Your goal – How might the forum thread on model providers running quantized versions continue? Write its next part, starting after the last line shown.

Document section –
———

I'm really concerned that some of the providers are using quantized versions of the models so they can run more models per card and larger batches of inference.
I'm really concerned that some of the providers are using quantized versions of the models so they can run more models per card and larger batches of inference.
This doesn't match my experience precisely, but I've definitely had cases where some of the providers had consistently worse output for the same model than others, the solution there was to figure out which ones those are and to denylist them in the UI.
As for quantized versions, you can check it for each model and provider, for example: https://openrouter.ai/qwen/qwen3-coder/providers
You can see that these providers run FP4 versions:
* DeepInfra (Turbo)

———

Listed records –

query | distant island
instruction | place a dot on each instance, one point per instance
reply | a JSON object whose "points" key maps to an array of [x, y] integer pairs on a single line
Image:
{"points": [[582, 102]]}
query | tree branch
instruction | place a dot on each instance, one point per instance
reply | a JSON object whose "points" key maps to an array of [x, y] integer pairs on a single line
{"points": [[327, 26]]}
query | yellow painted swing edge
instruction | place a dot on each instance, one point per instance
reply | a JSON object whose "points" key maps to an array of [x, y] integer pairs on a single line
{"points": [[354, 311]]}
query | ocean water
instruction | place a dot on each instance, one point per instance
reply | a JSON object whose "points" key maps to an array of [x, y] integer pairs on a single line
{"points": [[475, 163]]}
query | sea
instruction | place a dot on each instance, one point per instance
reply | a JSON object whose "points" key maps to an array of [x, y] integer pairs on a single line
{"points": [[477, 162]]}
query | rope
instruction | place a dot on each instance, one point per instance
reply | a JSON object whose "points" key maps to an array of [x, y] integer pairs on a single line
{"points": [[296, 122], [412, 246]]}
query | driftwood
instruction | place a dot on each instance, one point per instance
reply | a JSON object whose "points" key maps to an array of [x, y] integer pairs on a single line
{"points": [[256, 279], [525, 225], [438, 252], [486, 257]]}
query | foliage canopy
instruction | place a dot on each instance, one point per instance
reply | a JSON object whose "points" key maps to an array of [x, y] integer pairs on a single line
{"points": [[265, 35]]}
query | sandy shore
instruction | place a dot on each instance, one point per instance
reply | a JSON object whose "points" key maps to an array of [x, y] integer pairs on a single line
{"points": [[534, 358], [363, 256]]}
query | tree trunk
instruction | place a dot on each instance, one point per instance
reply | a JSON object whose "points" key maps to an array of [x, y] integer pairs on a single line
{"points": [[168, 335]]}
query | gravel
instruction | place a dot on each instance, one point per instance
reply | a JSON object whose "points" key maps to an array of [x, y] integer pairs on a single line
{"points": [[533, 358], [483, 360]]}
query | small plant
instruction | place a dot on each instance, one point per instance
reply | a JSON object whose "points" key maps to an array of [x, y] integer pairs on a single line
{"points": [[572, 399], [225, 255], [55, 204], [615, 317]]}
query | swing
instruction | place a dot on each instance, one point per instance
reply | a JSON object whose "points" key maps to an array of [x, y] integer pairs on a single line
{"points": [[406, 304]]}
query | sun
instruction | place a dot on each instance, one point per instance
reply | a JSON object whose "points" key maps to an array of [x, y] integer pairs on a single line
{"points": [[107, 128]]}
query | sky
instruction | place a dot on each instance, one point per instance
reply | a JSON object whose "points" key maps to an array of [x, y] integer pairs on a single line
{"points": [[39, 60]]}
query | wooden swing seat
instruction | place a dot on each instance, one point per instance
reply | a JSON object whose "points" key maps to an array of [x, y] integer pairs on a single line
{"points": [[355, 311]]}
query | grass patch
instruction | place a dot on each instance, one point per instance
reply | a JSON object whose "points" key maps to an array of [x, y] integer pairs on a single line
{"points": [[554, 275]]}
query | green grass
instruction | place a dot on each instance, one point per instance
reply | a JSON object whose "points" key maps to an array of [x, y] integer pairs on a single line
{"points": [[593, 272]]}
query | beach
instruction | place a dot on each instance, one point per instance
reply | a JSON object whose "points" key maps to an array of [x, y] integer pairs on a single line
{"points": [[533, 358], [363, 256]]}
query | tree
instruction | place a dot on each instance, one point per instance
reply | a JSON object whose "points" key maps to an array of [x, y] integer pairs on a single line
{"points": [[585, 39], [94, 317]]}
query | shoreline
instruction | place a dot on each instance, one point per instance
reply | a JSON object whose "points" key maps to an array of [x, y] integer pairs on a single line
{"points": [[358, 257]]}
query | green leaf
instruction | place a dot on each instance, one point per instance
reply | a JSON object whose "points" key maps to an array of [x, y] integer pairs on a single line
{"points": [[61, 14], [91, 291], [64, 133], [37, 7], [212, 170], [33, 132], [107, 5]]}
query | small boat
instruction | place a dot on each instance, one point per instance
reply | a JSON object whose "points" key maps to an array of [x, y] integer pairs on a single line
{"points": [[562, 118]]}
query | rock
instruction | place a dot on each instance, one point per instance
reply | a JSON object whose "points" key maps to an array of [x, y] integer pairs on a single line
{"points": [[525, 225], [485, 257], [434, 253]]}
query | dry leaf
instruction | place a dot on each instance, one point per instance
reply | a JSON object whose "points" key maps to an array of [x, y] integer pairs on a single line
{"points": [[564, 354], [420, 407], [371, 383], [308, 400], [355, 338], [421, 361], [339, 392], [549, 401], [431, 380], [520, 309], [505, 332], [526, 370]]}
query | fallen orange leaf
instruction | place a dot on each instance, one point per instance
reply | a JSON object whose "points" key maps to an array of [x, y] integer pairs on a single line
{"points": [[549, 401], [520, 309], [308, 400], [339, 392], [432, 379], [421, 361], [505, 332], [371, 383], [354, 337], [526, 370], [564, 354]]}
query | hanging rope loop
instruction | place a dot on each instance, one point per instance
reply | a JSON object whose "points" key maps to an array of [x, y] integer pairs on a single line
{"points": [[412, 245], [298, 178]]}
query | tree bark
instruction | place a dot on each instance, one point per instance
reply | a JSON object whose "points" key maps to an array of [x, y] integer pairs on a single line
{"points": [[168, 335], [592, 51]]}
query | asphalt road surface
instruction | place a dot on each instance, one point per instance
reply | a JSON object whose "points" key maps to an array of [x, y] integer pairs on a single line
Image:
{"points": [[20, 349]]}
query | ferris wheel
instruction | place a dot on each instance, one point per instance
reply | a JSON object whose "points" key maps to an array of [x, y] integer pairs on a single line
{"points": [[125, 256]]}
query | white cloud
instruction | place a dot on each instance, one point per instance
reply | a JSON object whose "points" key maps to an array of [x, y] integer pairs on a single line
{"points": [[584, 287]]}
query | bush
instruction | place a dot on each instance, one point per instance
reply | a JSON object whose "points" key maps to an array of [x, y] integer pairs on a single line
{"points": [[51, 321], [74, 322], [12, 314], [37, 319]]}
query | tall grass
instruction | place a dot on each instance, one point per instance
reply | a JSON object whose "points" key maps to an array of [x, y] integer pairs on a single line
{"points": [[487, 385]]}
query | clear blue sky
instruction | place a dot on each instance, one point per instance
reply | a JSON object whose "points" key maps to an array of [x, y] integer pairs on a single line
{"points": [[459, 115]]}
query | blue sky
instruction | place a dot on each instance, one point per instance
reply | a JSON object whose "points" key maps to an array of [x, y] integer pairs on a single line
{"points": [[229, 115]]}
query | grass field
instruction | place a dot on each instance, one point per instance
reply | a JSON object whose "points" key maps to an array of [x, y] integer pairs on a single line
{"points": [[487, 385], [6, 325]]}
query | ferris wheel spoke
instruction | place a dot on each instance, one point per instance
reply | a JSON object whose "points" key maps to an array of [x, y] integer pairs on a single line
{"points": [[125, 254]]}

———

Task response –
And these providers run FP8 versions: * Chutes
* GMICloud
* NovitaAI
* Baseten
* Parasail
* Nebius AI Studio
* AtlasCloud
* Targon
* Together
* Hyperbolic
* Cerebras
I will say that it's not all bad and my experience with FP8 output has been pretty decent, especially when I need something done quickly and choose to use Cerebras - provided their service isn't overloaded, their TPS is really, really good.You can also request specific precision on a per request basis: https://openrouter.ai/docs/features/provider-routing#quantiz... (or just make a custom preset)
As for how Qwen3 Coder performs, there's always SWE-bench: https://www.swebench.com/
By the numbers:
* it sits between Gemini 2.5 Pro and GPT-5 mini
* it beats out Kimi K2 and the older Claude Sonnet 3.7
* but loses out to Claude Sonnet 4 and GPT-5
Personally, I find it sufficient for most tasks (from recommendations and questions to as close to vibe coding as I get) on a technical level. GLM 4.5 isn't on the site at the time of writing this, but they should match one another pretty closely. Feeling wise, I still very much prefer Sonnet 4 to everything else, but it's both expensive and way slower than Cerebras (not even close).Update: also seems like the Growth plan on their page says "Starting from 1500 USD / month" which is a bit silly when the new cheapest subscription is 50 USD / month.